**DATA FOR PROCESSING:**

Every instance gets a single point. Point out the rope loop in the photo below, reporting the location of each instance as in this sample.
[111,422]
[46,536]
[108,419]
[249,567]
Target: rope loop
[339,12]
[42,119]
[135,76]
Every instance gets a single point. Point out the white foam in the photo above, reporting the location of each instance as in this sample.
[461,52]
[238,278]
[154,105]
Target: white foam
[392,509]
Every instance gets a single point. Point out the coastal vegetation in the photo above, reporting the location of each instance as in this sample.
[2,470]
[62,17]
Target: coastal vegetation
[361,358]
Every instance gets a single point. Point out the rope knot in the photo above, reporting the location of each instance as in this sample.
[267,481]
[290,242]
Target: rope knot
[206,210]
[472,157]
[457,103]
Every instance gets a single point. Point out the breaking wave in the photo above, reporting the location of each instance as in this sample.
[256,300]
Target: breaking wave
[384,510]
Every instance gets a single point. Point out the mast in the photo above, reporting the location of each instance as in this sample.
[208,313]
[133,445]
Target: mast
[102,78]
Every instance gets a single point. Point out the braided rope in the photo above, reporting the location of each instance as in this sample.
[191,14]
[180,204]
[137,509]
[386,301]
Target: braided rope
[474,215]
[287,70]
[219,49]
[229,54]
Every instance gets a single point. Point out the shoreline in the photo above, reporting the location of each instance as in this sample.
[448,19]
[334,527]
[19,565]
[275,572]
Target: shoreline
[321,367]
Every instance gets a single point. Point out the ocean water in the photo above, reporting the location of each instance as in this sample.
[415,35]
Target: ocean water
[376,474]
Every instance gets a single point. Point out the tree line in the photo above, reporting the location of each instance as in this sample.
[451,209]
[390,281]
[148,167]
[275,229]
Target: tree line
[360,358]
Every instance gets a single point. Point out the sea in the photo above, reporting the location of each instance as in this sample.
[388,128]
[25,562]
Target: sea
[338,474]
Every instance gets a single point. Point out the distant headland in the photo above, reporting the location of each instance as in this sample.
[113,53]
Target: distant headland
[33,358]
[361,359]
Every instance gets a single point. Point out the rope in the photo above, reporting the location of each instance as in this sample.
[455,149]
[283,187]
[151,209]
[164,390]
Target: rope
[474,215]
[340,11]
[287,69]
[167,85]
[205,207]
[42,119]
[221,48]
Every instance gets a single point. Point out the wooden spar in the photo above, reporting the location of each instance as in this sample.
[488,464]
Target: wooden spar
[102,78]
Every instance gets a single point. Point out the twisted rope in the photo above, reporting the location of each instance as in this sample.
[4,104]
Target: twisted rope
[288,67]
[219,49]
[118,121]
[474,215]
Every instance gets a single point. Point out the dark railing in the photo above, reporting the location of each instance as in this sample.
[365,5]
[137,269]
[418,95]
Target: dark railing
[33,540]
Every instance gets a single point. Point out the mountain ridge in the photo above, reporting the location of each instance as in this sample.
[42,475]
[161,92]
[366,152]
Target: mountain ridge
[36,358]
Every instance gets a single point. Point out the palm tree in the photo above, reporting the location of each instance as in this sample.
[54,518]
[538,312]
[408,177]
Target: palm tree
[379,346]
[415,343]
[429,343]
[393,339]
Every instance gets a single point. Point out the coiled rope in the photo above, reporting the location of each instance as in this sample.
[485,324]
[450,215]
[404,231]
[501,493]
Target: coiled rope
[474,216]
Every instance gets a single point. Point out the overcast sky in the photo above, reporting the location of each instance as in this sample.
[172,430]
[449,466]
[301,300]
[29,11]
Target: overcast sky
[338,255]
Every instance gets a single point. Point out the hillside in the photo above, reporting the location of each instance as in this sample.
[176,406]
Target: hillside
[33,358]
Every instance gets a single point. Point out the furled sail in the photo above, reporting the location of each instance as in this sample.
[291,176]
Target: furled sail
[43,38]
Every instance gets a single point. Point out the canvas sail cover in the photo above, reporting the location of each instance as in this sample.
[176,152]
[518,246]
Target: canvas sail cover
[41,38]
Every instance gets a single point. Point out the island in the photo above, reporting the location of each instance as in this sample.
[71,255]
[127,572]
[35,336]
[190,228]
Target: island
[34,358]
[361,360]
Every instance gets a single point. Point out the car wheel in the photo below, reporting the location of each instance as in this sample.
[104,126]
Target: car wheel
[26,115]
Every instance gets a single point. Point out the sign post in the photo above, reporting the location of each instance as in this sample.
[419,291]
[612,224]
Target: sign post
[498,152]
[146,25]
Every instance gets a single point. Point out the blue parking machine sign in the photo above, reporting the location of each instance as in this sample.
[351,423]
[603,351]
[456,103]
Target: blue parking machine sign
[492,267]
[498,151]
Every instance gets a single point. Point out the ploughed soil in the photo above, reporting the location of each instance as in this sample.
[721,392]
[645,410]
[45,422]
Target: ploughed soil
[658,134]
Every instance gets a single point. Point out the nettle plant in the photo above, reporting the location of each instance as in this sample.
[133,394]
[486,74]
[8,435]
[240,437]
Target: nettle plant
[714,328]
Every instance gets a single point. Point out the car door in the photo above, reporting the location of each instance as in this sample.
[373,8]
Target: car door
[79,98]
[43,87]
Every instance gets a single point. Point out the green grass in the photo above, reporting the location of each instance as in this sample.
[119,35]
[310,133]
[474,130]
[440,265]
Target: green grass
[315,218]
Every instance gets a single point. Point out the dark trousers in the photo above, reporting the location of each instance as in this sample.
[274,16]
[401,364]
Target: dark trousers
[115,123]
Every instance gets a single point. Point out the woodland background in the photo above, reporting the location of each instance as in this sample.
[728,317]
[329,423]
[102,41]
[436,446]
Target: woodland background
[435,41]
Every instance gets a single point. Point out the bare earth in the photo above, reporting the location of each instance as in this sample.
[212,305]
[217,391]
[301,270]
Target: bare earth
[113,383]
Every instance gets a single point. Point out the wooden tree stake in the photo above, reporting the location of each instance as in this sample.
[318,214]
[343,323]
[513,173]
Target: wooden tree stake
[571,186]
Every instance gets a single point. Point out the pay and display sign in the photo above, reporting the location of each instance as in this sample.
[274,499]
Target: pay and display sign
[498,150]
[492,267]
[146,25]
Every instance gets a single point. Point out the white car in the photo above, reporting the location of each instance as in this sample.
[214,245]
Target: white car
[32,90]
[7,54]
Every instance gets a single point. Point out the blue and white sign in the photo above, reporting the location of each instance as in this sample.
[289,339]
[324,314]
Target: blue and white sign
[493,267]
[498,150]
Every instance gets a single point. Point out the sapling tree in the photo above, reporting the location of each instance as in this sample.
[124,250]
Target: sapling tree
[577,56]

**BRIEF:**
Write out the material exactly as given.

**RESPONSE:**
Every instance gets a single point. Point out the rope loop in the photo below, reporting the location of each instance as in this sample.
[111,422]
[46,536]
[108,419]
[249,567]
Target: rope loop
[339,12]
[42,119]
[135,76]
Every instance gets a single point. Point out the white foam in the photo above, reporting the location of each instance as in this sample.
[461,52]
[238,278]
[154,105]
Target: white foam
[392,509]
Every instance gets a single point. Point out the coastal vegetation in the photo above, reporting the location of each instance as in this sample.
[2,470]
[62,17]
Target: coastal vegetation
[361,358]
Every instance gets a single point. Point out the rope knot in the photo above, reporting the location of each instance as in this sample.
[267,481]
[290,242]
Target: rope knot
[206,210]
[472,157]
[457,103]
Every instance gets a single point. Point out the breaking wave in the photo above, reporting the location of each instance as in this sample.
[256,300]
Target: breaking wave
[384,510]
Every instance gets a single point. Point out the mast in the photo above, reporting the location of each instance as in this sample.
[208,313]
[133,445]
Target: mast
[102,78]
Every instance gets a single point. Point out the braided rope in the photo above, reporting the location of each instance as in this sample.
[191,14]
[180,204]
[137,509]
[386,301]
Target: braided rope
[474,215]
[287,70]
[219,49]
[229,54]
Every instance gets a single point. Point out the shoreline in the photo above, reporting the location of each instance as in this sample.
[448,19]
[334,527]
[19,565]
[275,572]
Target: shoreline
[321,367]
Every instance gets a single point. Point out the ocean water in the photo above, reporting the location of each instance as in this sample.
[415,35]
Target: ocean water
[376,474]
Every instance gets a single point. Point out the tree line in the photo above, reporting the location of each instance as in this sample.
[451,209]
[390,281]
[148,167]
[275,229]
Target: tree line
[360,358]
Every instance gets a single point. Point out the sea in the photo above, reporting the location of each instance as in this sample.
[388,128]
[25,562]
Target: sea
[338,474]
Every instance gets a single point. Point out the distant headland in the photo above, reporting the location of each instance as in this sample.
[113,53]
Target: distant headland
[33,358]
[361,359]
Every instance gets a single point. Point out the rope in the photo above, reporting the location of each instance as in this sample.
[455,149]
[283,187]
[151,209]
[164,390]
Target: rope
[474,215]
[340,11]
[287,69]
[167,85]
[205,207]
[42,119]
[221,48]
Every instance gets a single point. Point out the wooden spar in the photo above, reporting the location of each instance as in this sample.
[488,464]
Target: wooden spar
[102,78]
Every instance gets a single point. Point out the twisted rope in the photo above, reporting the location of each instance as in this sample.
[4,104]
Target: twisted rope
[288,67]
[219,49]
[118,121]
[474,215]
Every instance gets a single point. Point out the dark railing in the photo above, reporting the location of each instance as in this sample.
[365,5]
[137,269]
[418,95]
Target: dark railing
[33,540]
Every instance gets a single point. Point out the mountain ridge in the photo above, reporting the location of each instance as in this sample.
[42,475]
[161,92]
[366,152]
Target: mountain ridge
[36,358]
Every instance gets a single point. Point out the palm tree in the photo above, reporting the location of each instance as in this sample.
[54,518]
[538,312]
[408,177]
Target: palm tree
[379,346]
[415,343]
[429,343]
[393,339]
Every instance gets a single point. Point out the coiled rope in the photo above, reporting the location of each instance as in this sample.
[485,324]
[450,215]
[404,231]
[501,493]
Target: coiled rope
[474,216]
Every instance gets a single point. Point out the overcast sky in the photo above, reporting the location of each instance as in this sample.
[172,430]
[449,466]
[301,300]
[29,11]
Target: overcast sky
[338,255]
Every instance gets a single point. Point out the hillside in the photo above, reporting the location of each instance as in this sample.
[176,406]
Target: hillside
[33,358]
Every instance gets a single point. Point out the furled sail in the photo above, reporting the location of each instance as in this sample.
[291,176]
Target: furled sail
[43,38]
Every instance gets a single point. Point out the canvas sail cover in the photo above, reporting the location of each instance as in this sample.
[176,152]
[518,246]
Target: canvas sail cover
[41,38]
Every instance gets a single point. Point out the island in the photo above, reporting the location of each instance as in this sample.
[71,255]
[127,572]
[35,336]
[190,228]
Target: island
[34,358]
[361,360]
Every instance gets a single point. Point out the car wheel in the photo below, reporting the location of each instance as in this sample.
[104,126]
Target: car wheel
[26,115]
Every instance gets a single point. Point out the sign post in the photo above, reporting the location of each instance as in this sample.
[419,291]
[612,224]
Target: sign post
[498,152]
[146,25]
Every instance gets a single point. Point out the blue parking machine sign in the photo above, reporting the location of each instance as in this sample.
[351,423]
[603,351]
[456,103]
Target: blue parking machine sign
[492,267]
[498,151]
Every instance gets a single point. Point out the ploughed soil in the photo above, reporting the location of each instance as in this sample.
[721,392]
[645,410]
[45,422]
Target: ploughed soil
[658,134]
Every instance gets a single point. Point out the nettle plant in the photo above, reporting the location of each instance as in this sample.
[133,394]
[486,74]
[8,435]
[240,437]
Target: nettle plant
[714,328]
Every instance gets a single point. Point out the car door in the photo above, reporting the location of each instance as in this sample.
[373,8]
Target: car door
[79,98]
[43,87]
Every instance gets a single point. Point out the green grass in the photo above, reporting the location of each instance as in this sample.
[119,35]
[310,133]
[474,130]
[440,265]
Target: green grass
[315,218]
Every instance gets a single point. Point out the dark trousers in the photo above, reporting the location of each instance as in this sample.
[274,16]
[401,364]
Target: dark trousers
[115,123]
Every instance gets a single point. Point out the woodland background in the photo above, reporting the location of each instance as in this sample.
[728,317]
[329,423]
[102,41]
[436,446]
Target: woodland background
[435,41]
Every instance gets a single point. Point out the bare earth in the photo above, reporting the location of each instance as in this sample.
[212,305]
[217,391]
[301,270]
Target: bare earth
[113,383]
Every instance gets a single point. Point out the wooden tree stake in the photo above, reporting the location of each instance as in this sample.
[318,214]
[343,323]
[513,173]
Target: wooden tree stake
[571,186]
Every instance gets a single point. Point out the pay and display sign in the photo above, reporting the location of each instance as in this sample.
[274,499]
Target: pay and display sign
[498,150]
[492,267]
[146,25]
Every instance gets a single point. Point out the white car in the photo above, reporting the location of each instance as in this sample.
[214,245]
Target: white car
[32,90]
[7,54]
Every instance gets a single point. Point out the blue and white sign in the photo above, reporting the location of each instance as in this sample.
[289,339]
[324,314]
Target: blue and white sign
[493,267]
[498,150]
Every instance gets a single point. Point out the sapling tree in the photo above, reporting the location of each instance as in this sample.
[124,250]
Target: sapling tree
[577,56]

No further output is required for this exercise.